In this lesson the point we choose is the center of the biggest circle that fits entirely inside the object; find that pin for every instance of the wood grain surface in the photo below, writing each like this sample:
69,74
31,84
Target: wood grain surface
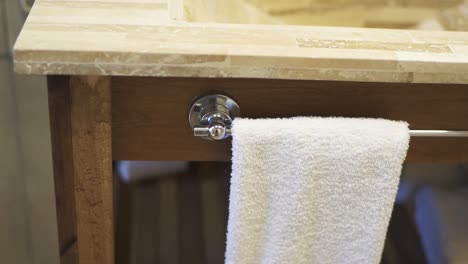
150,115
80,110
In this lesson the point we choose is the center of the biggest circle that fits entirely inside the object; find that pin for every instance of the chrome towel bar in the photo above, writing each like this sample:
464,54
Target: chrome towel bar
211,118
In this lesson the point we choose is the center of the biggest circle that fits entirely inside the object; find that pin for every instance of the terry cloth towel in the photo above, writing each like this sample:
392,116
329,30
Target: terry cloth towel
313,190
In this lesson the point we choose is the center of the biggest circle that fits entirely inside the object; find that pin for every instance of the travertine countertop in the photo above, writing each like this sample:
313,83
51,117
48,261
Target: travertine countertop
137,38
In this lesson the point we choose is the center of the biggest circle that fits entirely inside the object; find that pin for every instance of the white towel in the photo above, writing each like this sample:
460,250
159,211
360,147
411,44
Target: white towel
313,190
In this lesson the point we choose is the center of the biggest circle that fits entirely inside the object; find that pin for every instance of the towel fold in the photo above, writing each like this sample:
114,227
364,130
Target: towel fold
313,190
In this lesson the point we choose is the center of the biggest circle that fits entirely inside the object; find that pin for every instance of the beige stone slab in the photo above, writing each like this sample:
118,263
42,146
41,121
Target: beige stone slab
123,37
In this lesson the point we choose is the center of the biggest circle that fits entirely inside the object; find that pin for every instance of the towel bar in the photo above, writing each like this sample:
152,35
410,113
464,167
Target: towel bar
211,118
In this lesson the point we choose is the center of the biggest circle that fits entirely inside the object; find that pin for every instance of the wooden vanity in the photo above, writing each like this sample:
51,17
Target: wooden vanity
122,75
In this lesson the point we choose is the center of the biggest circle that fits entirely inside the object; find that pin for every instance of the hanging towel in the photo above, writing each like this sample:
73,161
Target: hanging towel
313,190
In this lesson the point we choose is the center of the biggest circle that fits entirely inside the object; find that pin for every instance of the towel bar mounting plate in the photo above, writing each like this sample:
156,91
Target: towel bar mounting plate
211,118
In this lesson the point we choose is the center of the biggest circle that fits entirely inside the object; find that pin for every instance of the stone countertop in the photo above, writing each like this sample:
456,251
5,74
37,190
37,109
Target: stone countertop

▶ _Written problem_
Quote all of the material above word for word, and leave the picture out of your answer.

▶ _Response to the exercise_
In this lesson the point we choose is the center of the biggest circle that fits entirely inside the object; find that pin for every instance of the wood grain surface in the photo below, writing each like this sample:
69,74
31,84
Target: wood grain surface
150,115
80,110
In this lesson the point we choose is the center of the biggest circle that fits entirely inside the object; find that pin for every instance of the chrome towel bar in the photo above, writing each like this sample:
464,54
Target: chrome towel bar
211,118
In this lesson the point we choose is the center of the biggest circle that fits entirely inside the object; find that pin for every instance of the terry cloth towel in the photo above, writing each like this sample:
392,116
329,30
Target: terry cloth towel
313,190
In this lesson the point we choose is the center of the biggest circle that fits entirely inside the object; find that pin for every instance of the travertine countertop in the photo above, writing each like this sample:
313,83
51,117
48,261
Target: travertine countertop
137,38
In this lesson the point we choose is the center of the biggest circle that fits entirely inside the object; find that pin for every instance of the white towel in the photo above, writing each like this sample:
460,250
159,211
360,147
411,44
Target: white towel
313,190
In this lesson the point we choose is the center of the biggest circle that fits entirely inside the object; find that pin for every instance of the towel fold in the photo above, writing each like this sample:
114,227
364,130
Target: towel fold
313,190
In this lesson the point we choose is the center of the biggest circle that fits entirely inside the object; find that pin for every instance of the beige stone slab in the photo above, writing each like this sample:
118,263
42,146
41,121
Target: beige stone slab
123,37
In this lesson the point we choose is the center of the biggest circle that fits entirely inside the object; find that pin for every instance of the towel bar in the photo above, writing each like this sample:
152,35
410,113
464,167
Target: towel bar
211,118
In this lesson the point we choose is the center of the biggest circle that fits entirely inside the object; find that pin for every instance of the wooden vanity in the photo above, writing each like this sample:
51,17
Target: wooden vanity
122,75
In this lesson the point we choose is the center of the biggest circle that fits entirely inside the object; find that pin for every instance of the hanging towel in the photo above, writing each like this sample:
73,161
Target: hanging towel
313,190
In this lesson the point we choose is the center of the biggest circle that fits entirely inside the object; find that pin for every instance of the towel bar mounting plate in the photo above, writing each like this sample:
156,91
Target: towel bar mounting plate
211,118
In this lesson the point we choose is the center of the biggest circle that fits entirely inside the object; find that pin for every instance of the stone countertop in the photo above, writing each like this sample:
456,251
5,74
37,190
37,109
Target: stone countertop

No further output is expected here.